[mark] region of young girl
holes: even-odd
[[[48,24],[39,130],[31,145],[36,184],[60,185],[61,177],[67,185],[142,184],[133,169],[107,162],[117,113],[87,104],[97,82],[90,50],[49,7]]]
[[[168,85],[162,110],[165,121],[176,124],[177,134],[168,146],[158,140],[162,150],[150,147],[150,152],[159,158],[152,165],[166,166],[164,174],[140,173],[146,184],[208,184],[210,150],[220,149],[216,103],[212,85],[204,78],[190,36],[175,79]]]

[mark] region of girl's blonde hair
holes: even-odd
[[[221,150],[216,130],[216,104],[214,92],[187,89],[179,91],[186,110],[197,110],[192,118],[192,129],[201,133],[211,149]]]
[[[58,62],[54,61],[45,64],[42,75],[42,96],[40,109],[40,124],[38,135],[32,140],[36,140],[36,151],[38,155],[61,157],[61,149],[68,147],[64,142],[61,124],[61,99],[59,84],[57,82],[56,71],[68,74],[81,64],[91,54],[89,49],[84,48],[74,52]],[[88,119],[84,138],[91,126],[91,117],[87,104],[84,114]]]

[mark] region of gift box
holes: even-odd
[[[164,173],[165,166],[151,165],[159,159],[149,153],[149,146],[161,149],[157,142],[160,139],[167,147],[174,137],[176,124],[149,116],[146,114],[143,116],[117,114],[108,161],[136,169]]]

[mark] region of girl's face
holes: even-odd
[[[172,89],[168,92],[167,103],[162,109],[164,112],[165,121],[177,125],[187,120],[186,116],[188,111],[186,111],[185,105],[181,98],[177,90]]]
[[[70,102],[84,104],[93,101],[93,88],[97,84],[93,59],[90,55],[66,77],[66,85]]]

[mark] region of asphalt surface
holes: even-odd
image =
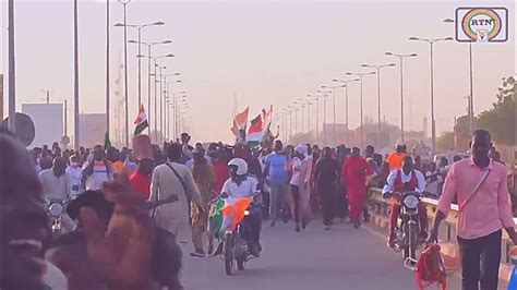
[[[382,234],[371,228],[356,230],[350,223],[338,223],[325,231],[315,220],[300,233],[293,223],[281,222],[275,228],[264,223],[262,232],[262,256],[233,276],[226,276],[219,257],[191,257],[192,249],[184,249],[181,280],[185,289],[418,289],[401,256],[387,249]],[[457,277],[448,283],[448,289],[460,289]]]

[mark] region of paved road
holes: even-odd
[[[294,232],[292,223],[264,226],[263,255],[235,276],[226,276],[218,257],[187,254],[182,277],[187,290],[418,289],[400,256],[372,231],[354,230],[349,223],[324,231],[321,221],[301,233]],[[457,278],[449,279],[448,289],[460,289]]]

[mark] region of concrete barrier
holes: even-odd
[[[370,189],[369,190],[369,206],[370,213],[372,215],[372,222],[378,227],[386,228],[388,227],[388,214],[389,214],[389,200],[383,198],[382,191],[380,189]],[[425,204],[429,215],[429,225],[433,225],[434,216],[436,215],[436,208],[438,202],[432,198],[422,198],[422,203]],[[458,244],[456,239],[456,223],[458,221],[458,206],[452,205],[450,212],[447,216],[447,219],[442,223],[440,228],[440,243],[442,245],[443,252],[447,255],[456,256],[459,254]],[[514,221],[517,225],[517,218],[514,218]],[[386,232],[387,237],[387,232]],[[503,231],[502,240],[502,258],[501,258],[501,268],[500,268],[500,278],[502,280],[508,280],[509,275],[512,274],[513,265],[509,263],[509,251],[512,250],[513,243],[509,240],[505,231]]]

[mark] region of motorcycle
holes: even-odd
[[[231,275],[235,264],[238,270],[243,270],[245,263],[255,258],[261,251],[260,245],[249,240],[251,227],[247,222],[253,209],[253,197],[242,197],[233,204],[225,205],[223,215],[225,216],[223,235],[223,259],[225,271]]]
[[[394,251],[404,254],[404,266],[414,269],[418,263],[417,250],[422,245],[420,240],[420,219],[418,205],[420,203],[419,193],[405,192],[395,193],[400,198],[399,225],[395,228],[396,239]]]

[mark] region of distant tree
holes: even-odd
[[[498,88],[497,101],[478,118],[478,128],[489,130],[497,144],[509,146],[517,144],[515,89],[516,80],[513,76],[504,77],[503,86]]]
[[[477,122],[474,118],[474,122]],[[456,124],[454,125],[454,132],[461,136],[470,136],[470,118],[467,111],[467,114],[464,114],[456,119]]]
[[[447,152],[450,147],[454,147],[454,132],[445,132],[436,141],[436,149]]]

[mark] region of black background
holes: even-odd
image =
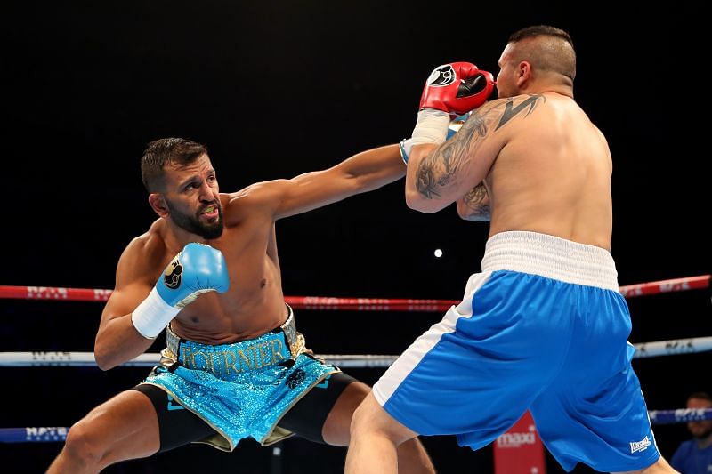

...

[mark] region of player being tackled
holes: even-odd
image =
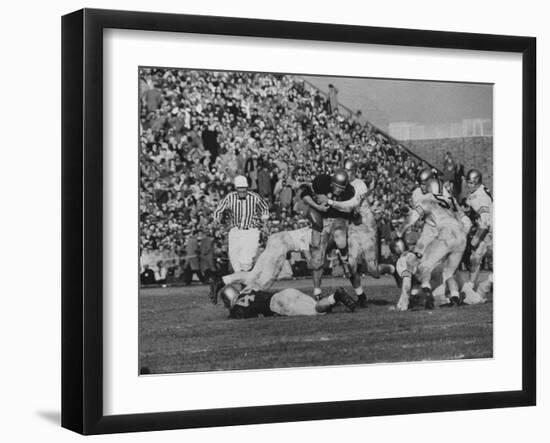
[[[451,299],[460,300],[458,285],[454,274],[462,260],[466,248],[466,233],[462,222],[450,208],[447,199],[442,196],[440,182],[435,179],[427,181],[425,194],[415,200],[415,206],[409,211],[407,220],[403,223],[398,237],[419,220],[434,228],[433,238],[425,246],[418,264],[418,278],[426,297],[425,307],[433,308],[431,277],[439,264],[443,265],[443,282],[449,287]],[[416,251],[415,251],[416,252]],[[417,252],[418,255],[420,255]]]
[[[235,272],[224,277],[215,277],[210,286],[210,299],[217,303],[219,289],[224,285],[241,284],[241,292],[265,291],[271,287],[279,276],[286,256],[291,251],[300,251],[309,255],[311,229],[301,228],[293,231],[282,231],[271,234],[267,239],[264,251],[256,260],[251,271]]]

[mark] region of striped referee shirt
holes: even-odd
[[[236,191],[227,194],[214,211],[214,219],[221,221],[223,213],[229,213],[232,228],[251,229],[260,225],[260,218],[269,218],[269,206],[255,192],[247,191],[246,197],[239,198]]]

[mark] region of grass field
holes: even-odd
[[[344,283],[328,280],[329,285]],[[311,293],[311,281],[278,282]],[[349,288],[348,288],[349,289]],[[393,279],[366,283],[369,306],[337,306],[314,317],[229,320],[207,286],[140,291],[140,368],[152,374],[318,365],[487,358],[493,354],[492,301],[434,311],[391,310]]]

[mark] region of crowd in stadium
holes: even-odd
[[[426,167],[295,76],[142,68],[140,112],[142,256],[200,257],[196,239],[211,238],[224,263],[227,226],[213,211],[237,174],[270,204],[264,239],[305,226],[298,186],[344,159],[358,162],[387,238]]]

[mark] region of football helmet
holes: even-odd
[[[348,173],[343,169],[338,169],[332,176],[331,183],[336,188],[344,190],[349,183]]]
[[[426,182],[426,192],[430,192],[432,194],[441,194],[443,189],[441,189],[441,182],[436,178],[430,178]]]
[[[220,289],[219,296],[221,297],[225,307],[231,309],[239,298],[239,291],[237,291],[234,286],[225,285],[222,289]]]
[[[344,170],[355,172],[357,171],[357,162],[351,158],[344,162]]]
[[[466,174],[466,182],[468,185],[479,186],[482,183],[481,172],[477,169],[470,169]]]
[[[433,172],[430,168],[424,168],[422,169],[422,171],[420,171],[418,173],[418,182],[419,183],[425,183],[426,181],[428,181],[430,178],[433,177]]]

---

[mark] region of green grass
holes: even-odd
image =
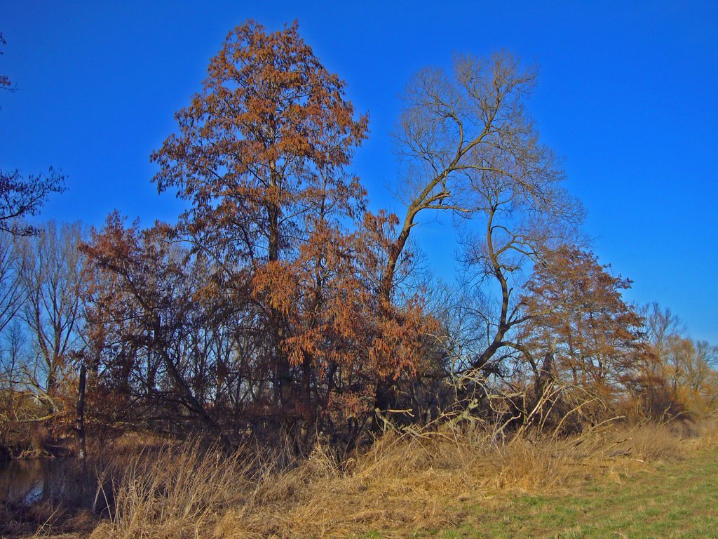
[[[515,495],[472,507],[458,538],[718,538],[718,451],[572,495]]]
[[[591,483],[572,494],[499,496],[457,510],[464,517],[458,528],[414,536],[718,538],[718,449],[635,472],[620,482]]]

WHAT THE EXERCISE ASKS
Pull out every line of the data above that contains the word "grass".

EXPECTED ANSWER
[mark] region of grass field
[mark] region of green grass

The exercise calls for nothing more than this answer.